Tasks for this exercise –
(1) Answer these questions from the blondies post:
(a) What date is given at the top?
(b) What does the writer say blondies taste like?
(c) How long does the writer say the batter takes to mix?
(2) Carry on the blondies post, starting after its last sentence.

Extract –
[START]

28 February 2014

Blondies: the world's most perfect brownie

I love blondies. Unlike the trade of universally loved chocolate ice cream for boring, cardboard-tasting vanilla ice cream for the sake of being different, the albino cousin of the brownie tastes like browned butter and rich caramelly burnt sugar, and it's dense and satisfyingly chewy.  I love them naked, and I love them as a canvas for whatever bits and pieces of fruit, nuts, and candies I have laying around, waiting for a proper binding substance.  They are almost impossible to screw up, can be mixed in one bowl in a matter of minutes, and comprise the most basic of baking ingredients you have in your pantry at all times.  Have I won you over yet??

[END]

Point annotation dataset records –

[START]

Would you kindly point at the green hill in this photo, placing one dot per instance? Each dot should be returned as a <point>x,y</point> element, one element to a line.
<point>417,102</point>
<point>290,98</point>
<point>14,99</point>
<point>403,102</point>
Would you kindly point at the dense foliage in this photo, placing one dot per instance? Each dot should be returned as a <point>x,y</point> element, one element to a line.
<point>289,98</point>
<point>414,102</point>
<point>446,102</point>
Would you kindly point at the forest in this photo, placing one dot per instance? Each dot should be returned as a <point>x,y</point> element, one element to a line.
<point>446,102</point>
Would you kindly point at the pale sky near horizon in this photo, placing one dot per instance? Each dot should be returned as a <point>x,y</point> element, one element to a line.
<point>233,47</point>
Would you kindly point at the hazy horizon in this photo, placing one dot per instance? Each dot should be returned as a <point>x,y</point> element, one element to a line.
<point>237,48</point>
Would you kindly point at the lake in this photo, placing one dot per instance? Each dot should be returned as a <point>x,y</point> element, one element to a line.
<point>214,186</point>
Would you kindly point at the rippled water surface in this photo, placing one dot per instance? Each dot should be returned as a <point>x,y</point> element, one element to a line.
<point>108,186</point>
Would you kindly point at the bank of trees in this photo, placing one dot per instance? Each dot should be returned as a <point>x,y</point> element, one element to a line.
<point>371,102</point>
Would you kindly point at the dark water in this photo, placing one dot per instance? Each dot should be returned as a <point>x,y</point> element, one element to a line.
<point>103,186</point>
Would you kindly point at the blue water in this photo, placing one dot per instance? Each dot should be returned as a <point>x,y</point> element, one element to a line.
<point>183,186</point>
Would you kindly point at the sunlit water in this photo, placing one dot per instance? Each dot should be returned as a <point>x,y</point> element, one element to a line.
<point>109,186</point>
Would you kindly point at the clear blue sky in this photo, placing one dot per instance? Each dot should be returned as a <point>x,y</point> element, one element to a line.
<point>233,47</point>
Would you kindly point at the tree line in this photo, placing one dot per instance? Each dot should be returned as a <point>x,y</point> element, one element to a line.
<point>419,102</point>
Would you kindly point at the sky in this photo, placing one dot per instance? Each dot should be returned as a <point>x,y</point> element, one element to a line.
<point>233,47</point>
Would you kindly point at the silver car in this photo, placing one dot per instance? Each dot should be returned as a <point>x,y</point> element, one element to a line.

[END]

Final answers –
(1)
(a) 28 February 2014
(b) Browned butter and rich caramelly burnt sugar
(c) A matter of minutes, in one bowl

(2)
Universal Blondie Recipe:

Makes 16 bars

½ cup unsalted butter (1 stick), melted
1 cup lightly packed dark brown sugar
1 egg
1 ½ teaspoons vanilla extract
¼ teaspoon kosher salt
1 cup flour (all-purpose or a mix of all-p. and whole wheat

Optional mix-ins:
½ cup chocolate chips
½ cup chopped nuts
½ cup dried or frozen fruit or shredded coconut
¼ cup liquor (rum, whiskey, bourbon…)--add 1 tablespoon flour if using
½ teaspoon extracts (mint, raspberry, almond…)

Preheat the oven at 350°F.  Prepare an 8 x 8 inch baking pan with butter, cooking spray, or parchment paper.

Combine all ingredients in the order listed into one big mixing bowl, whisking together wet ingredients (butter, sugar, egg, extract(s)) first before stirring in remaining dry ingredients.  Smooth into the prepared baking pan and bake 25-30 minutes , or until a toothpick inserted into the center comes out clean.  Cool to at least room temperature before cutting.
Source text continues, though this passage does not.